Your task
Count the lines in the items below that contain the string "wooden", treating uppercase and lowercase as distinct, and give only that number.
[start Material provided]
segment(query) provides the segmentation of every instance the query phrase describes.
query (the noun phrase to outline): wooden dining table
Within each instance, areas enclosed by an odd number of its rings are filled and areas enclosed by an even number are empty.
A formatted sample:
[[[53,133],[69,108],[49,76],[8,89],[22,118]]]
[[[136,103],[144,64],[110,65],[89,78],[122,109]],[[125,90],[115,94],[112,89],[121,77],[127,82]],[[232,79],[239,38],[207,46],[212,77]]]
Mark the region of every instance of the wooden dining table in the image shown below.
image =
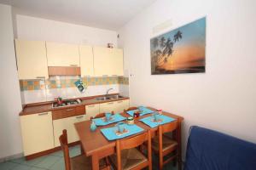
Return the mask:
[[[156,110],[155,109],[152,107],[148,107],[148,109],[152,110]],[[129,114],[123,112],[120,114],[121,116],[125,117],[131,116]],[[147,114],[143,116],[140,116],[138,118],[135,118],[135,124],[143,128],[145,131],[149,130],[151,131],[151,133],[154,133],[154,132],[157,132],[157,128],[150,128],[148,125],[144,124],[143,122],[138,121],[141,118],[150,116],[152,114]],[[181,151],[181,123],[183,120],[183,117],[179,116],[177,115],[174,115],[172,113],[168,113],[166,111],[163,111],[163,115],[166,115],[167,116],[170,116],[172,118],[177,119],[177,128],[176,132],[174,133],[174,138],[177,139],[178,143],[178,167],[179,170],[182,167],[182,151]],[[93,170],[98,170],[99,169],[99,161],[100,159],[106,157],[108,156],[111,156],[115,153],[115,140],[109,141],[108,140],[105,136],[101,133],[101,128],[106,128],[108,127],[114,126],[114,123],[102,126],[102,127],[97,127],[97,129],[94,132],[90,131],[90,121],[84,121],[74,123],[76,131],[78,133],[78,135],[79,137],[82,149],[84,151],[85,156],[91,156],[91,165]],[[136,134],[135,134],[136,135]],[[129,138],[129,137],[126,137]]]

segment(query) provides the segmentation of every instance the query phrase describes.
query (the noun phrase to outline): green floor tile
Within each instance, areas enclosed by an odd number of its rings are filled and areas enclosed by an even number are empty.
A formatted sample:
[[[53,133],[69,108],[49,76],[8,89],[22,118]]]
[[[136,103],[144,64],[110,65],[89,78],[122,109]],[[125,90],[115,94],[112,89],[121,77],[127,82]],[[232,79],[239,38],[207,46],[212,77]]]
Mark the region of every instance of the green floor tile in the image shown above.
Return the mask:
[[[50,170],[65,170],[64,158],[56,162],[53,166],[49,167]]]
[[[11,162],[5,162],[0,163],[0,170],[9,170],[14,168],[15,167],[18,166],[19,164],[14,163]]]
[[[20,164],[20,165],[15,167],[14,168],[12,168],[11,170],[30,170],[30,169],[31,169],[31,167]]]
[[[47,156],[42,162],[36,164],[34,167],[48,169],[61,159],[63,158],[55,156]]]

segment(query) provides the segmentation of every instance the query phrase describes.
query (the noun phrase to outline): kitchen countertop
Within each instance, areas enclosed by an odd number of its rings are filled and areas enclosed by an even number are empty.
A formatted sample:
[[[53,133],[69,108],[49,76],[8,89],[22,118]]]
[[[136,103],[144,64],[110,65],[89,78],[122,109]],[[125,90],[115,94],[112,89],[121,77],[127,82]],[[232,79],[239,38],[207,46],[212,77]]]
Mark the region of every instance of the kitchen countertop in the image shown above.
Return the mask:
[[[118,95],[118,94],[108,94],[108,95]],[[53,110],[61,110],[61,109],[79,107],[79,106],[81,106],[81,105],[85,106],[85,105],[94,105],[94,104],[102,104],[102,103],[124,100],[124,99],[130,99],[129,97],[123,97],[123,98],[113,99],[107,99],[107,100],[96,100],[96,98],[104,97],[104,96],[105,95],[97,95],[97,96],[90,96],[90,97],[84,97],[84,98],[76,98],[76,99],[82,99],[82,102],[80,104],[78,104],[78,105],[67,105],[67,106],[57,107],[57,108],[53,108],[52,107],[52,104],[53,104],[54,101],[28,104],[28,105],[26,105],[23,107],[23,110],[22,110],[22,111],[20,111],[20,116],[37,114],[37,113],[42,113],[42,112],[46,112],[46,111],[53,111]]]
[end Material provided]
Solved problem
2